Below are the records; locate each line with the word "gray" and copy it.

· · · · · · ·

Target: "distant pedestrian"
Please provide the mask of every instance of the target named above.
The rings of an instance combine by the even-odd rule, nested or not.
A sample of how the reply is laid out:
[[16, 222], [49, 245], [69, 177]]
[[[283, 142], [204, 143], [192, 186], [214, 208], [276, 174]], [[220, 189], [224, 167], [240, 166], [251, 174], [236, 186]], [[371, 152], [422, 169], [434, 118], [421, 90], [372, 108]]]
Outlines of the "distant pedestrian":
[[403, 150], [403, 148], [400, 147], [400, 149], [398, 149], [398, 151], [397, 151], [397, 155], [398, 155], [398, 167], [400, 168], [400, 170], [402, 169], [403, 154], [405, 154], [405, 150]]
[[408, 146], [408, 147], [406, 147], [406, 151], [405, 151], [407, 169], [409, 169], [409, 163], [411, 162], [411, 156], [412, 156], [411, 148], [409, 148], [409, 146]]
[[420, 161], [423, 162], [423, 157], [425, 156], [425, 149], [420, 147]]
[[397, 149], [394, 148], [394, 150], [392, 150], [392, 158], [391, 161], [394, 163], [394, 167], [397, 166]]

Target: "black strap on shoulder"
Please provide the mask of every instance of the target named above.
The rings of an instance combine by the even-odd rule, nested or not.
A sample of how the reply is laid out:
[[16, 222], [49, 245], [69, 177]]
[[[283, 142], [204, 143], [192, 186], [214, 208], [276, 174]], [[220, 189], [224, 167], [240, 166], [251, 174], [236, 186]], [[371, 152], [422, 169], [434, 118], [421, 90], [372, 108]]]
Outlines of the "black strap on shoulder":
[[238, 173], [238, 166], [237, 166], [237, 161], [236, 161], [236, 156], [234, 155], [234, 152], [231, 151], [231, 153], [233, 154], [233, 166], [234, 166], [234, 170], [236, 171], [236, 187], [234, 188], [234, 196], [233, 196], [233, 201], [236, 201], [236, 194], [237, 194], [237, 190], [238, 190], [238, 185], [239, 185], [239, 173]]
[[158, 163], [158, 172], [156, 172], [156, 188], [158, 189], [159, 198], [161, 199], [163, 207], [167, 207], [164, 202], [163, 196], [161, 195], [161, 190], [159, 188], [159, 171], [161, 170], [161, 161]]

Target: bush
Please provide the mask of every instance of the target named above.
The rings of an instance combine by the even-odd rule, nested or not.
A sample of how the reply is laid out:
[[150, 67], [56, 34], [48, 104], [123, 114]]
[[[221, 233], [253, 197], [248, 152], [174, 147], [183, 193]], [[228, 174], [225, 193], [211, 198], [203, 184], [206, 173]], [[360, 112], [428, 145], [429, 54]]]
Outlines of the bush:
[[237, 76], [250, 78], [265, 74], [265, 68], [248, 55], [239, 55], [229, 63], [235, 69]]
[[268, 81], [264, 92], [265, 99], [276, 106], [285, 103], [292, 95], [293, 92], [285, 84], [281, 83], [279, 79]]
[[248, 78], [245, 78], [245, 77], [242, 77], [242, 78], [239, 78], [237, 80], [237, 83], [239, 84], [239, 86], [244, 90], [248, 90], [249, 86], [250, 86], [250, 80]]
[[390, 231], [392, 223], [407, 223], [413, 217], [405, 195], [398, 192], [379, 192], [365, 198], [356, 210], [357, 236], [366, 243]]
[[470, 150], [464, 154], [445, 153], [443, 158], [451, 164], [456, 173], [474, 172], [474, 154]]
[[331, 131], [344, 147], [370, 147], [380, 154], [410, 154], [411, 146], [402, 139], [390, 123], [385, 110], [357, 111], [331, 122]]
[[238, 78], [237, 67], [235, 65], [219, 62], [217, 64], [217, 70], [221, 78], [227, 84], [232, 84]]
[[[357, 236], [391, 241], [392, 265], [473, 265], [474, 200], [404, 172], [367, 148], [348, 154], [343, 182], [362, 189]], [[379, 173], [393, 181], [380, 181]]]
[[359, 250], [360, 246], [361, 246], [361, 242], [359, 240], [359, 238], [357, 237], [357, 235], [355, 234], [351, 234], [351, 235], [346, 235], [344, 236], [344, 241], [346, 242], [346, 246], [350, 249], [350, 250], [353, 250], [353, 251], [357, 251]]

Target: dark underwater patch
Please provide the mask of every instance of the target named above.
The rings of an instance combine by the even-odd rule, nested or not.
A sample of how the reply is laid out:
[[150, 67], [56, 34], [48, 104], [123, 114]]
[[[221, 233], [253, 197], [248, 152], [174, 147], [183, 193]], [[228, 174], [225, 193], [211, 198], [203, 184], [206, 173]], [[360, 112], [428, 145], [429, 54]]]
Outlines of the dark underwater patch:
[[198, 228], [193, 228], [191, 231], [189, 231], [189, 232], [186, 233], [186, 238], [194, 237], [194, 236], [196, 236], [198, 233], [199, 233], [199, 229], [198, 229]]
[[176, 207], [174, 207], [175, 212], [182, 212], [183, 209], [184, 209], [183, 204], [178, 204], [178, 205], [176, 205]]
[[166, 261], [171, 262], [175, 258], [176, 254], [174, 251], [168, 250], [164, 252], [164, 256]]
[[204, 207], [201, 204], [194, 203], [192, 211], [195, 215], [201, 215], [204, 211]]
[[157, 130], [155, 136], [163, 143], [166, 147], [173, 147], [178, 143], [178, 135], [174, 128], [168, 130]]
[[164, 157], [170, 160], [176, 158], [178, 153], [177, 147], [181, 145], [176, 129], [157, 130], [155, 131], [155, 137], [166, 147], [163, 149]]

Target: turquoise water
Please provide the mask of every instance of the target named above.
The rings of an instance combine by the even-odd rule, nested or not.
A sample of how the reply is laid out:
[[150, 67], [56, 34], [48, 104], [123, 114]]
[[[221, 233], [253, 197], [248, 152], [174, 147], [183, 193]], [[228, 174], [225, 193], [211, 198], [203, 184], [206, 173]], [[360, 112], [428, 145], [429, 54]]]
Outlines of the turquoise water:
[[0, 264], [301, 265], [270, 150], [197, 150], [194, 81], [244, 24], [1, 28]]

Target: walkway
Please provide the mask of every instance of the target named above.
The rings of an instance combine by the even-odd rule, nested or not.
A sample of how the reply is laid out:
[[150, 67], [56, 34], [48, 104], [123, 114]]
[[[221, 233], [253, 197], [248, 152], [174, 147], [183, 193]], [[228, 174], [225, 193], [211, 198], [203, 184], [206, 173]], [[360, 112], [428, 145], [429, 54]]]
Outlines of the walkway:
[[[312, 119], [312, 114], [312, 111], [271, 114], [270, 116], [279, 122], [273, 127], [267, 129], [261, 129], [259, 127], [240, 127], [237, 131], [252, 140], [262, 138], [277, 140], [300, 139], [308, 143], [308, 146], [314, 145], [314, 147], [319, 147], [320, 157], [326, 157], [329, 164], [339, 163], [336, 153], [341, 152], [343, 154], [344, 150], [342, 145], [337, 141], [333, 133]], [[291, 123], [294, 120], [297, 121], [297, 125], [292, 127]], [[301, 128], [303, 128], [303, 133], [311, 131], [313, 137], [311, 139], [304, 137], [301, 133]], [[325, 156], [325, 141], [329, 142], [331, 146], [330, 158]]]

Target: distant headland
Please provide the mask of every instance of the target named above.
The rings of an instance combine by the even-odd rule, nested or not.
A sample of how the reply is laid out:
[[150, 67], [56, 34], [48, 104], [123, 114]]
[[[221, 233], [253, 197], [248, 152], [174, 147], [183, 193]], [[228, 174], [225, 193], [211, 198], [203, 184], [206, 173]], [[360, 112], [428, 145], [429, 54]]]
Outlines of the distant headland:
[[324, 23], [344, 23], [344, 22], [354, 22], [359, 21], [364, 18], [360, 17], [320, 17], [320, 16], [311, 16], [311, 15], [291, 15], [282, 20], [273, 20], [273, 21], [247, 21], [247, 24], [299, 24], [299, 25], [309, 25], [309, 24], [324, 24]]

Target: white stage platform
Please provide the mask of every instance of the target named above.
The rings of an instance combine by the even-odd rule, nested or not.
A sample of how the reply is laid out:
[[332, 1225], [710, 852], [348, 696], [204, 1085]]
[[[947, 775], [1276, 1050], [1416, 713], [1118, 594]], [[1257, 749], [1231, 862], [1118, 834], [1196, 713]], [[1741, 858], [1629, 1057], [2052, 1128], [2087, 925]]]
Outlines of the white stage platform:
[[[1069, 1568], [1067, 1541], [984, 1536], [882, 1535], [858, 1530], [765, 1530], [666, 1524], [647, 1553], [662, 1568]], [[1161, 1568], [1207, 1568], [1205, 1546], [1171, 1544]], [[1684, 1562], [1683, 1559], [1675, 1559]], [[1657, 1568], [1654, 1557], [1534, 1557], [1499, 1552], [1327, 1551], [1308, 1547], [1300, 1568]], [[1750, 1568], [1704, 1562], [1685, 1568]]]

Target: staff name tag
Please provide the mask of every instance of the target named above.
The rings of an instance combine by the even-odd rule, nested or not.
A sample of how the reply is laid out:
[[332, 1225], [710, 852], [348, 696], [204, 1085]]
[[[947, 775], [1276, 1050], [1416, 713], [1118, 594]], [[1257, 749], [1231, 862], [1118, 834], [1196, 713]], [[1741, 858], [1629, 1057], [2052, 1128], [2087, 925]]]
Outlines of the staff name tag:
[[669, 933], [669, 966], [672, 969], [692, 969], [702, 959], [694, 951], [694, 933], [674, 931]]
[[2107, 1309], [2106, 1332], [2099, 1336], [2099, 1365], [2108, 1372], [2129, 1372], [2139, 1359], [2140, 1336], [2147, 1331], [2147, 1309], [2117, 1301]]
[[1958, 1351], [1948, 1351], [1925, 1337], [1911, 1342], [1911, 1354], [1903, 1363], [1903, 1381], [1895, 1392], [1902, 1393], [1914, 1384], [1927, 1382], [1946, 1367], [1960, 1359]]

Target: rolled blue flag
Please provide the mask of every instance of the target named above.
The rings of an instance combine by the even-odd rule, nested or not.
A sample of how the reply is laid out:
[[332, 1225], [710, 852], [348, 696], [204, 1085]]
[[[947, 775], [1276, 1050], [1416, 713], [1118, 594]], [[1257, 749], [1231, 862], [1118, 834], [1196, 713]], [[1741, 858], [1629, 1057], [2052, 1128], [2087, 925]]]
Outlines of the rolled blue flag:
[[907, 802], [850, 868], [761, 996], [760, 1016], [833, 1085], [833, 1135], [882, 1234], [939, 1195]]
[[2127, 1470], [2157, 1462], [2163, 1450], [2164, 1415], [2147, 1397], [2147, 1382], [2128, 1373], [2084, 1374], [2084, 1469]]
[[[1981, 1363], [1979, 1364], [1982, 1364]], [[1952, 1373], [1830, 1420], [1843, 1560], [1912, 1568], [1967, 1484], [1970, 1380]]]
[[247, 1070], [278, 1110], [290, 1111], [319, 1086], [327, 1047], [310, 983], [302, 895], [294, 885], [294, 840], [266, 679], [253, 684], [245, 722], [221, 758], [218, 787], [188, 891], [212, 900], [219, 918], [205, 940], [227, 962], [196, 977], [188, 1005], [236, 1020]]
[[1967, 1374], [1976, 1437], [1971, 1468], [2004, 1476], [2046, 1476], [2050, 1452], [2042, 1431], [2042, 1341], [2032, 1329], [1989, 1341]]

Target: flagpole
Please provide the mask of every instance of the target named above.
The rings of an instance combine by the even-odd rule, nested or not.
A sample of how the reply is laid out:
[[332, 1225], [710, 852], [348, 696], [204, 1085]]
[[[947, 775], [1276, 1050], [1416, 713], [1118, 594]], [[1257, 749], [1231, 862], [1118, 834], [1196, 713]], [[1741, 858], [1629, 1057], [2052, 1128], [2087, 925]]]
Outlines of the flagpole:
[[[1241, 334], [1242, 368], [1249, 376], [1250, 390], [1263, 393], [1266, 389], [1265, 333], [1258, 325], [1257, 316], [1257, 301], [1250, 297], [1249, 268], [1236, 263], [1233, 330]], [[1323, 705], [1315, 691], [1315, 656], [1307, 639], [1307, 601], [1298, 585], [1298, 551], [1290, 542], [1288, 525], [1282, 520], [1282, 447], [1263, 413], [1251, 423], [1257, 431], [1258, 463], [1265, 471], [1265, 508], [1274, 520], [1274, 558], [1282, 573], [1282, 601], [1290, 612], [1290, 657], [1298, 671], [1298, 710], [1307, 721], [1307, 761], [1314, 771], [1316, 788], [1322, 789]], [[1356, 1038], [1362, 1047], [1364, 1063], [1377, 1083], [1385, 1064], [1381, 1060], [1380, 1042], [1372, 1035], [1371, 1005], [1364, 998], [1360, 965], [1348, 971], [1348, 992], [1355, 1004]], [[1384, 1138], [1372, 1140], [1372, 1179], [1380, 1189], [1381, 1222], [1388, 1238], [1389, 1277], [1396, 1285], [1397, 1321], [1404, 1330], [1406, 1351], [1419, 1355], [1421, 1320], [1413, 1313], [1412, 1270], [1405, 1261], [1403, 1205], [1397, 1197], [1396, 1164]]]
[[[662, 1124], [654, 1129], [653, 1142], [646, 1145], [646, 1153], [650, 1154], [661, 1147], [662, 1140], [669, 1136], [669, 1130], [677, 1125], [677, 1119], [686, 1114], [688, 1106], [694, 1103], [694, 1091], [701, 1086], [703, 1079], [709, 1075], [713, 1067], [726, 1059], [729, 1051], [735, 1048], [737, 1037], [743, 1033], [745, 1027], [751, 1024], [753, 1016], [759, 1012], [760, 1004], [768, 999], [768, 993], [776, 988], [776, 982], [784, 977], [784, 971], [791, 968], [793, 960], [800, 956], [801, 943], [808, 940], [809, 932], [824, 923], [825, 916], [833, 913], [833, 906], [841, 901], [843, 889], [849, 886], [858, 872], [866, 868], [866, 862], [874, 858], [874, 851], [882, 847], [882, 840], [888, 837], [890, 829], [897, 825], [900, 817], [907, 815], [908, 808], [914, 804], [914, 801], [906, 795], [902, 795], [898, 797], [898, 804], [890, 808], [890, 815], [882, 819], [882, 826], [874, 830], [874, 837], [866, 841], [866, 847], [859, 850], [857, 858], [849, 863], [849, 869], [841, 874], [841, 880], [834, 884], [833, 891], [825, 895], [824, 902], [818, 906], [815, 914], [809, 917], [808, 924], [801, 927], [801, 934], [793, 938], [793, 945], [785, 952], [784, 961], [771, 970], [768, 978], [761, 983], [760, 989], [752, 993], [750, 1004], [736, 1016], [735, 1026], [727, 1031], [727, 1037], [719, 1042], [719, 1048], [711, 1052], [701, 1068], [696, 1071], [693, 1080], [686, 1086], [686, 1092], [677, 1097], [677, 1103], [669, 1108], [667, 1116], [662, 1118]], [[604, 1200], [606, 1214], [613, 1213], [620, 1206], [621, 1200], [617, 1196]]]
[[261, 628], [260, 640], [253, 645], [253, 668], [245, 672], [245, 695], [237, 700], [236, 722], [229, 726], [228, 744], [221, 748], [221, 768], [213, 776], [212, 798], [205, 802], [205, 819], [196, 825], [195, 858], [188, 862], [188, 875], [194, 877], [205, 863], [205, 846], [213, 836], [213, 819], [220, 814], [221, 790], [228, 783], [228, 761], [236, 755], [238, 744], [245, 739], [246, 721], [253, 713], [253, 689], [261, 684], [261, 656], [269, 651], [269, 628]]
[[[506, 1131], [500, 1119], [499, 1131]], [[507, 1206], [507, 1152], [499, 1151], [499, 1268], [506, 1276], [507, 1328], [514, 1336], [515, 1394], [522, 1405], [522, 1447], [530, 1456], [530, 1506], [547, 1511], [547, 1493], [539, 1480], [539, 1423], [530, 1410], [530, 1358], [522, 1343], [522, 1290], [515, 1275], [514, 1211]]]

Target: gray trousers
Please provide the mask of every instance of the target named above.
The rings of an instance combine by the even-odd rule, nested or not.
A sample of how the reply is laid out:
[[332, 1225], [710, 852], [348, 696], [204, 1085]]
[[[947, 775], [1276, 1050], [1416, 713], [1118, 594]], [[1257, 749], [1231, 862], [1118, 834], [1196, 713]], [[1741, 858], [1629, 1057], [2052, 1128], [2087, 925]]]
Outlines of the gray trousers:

· · · · · · ·

- RESPONSE AREA:
Target: gray trousers
Outlines of the gray trousers:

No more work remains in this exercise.